** start of TEXT TO READ **

Feature

It's 40 degrees, night has fallen. Do you know where your cricket's at?

In the summertime, when the weather ain't fine, people across Ahmedabad organise themselves into leagues to play night cricket

Sharda Ugra
Sharda Ugra
18-Jun-2019
A match in the Gurukul Premier League in Ahmedabad, 2019

A match in the Gurukul Premier League in Ahmedabad  •  Sharda Ugra/ESPNcricinfo Ltd

The final bits of the recent Cricket Monthly profile of Jasprit Bumrah - who he is and where he comes from - required me to travel to Ahmedabad this summer.
Gujarat cricket is in its golden age, with a string of first-time national titles. A number of their most successful players in generations - Bumrah, Parthiv Patel, Axar Patel and monster first-class run scorer Priyank Panchal - all regularly have their names in lights in international and domestic cricket.
All year round, dozens of young cricketers turn up morning and evening at the Sardar Patel Stadium in central Ahmedabad to train, where Sumer Singh, whose name frequently pops up in conversations about Gujarat's modern and forward-thinking coaches, runs the M'Power Academy. Established in July 2010, the academy has about 200 boys across two batches. Before every session, the M'Power kids, between five and 20 years of age, take a pledge about playing fair, taking responsibility, respecting each other and enjoying cricket. Youngest to oldest, they introduce themselves to each other, shaking hands. When the session is done, Singh also gets handshakes, instead of the practice traditional in India of students touching the teacher's feet.

** end of TEXT TO READ **
** start of INFORMATION PROVIDED **

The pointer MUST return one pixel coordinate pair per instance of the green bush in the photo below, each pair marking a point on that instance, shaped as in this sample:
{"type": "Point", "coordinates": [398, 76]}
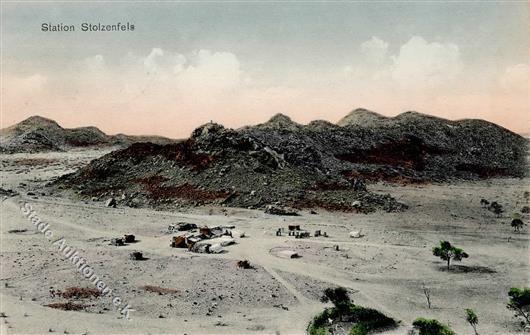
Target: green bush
{"type": "Point", "coordinates": [431, 327]}
{"type": "Point", "coordinates": [520, 302]}
{"type": "Point", "coordinates": [446, 251]}
{"type": "Point", "coordinates": [364, 320]}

** end of INFORMATION PROVIDED **

■ WRITTEN TASKS:
1 > According to the cricket feature, when was the M'Power Academy established?
2 > Continue the cricket feature from its final sentence.

■ EXPECTED ANSWERS:
1 > It was established in July 2010.

2 >
Sumer says the general outlook towards cricket in Gujarat has changed considerably over the last few years. "Because lot of players from Gujarat have moved up to play for India. The IPL has [also] made a big impact - it has helped to connect lot of kids to cricket." The league, he says, has made kids take a global view of the sport. "In our academy, lots of them follow foreign players also."
Gujarat's most famous national players have been two Patels, offspinner Jasu, who played seven Tests for India in the 1950s, and wicketkeeper Parthiv, who has played 25 Tests so far, the latest in January last year, but the state has never been a traditional hub of the sport churning out quality talent.
Yet, a new variant of the game, running parallel to and sometimes intersecting with the structures of the more formal game, has caught Ahmedabad's fancy: summertime night cricket.
It is played under floodlights in large spaces across the city with leather or tennis balls, often with prize money on offer. Some tournaments feature only recreational players, others a smattering of full-time pros. These tournaments are now played all over the state, I was told, with higher entry fees and bigger prizes. Temperatures may rise over 40°C - in May 2016, Ahmedabad hit 50°C - but the cricket never stops.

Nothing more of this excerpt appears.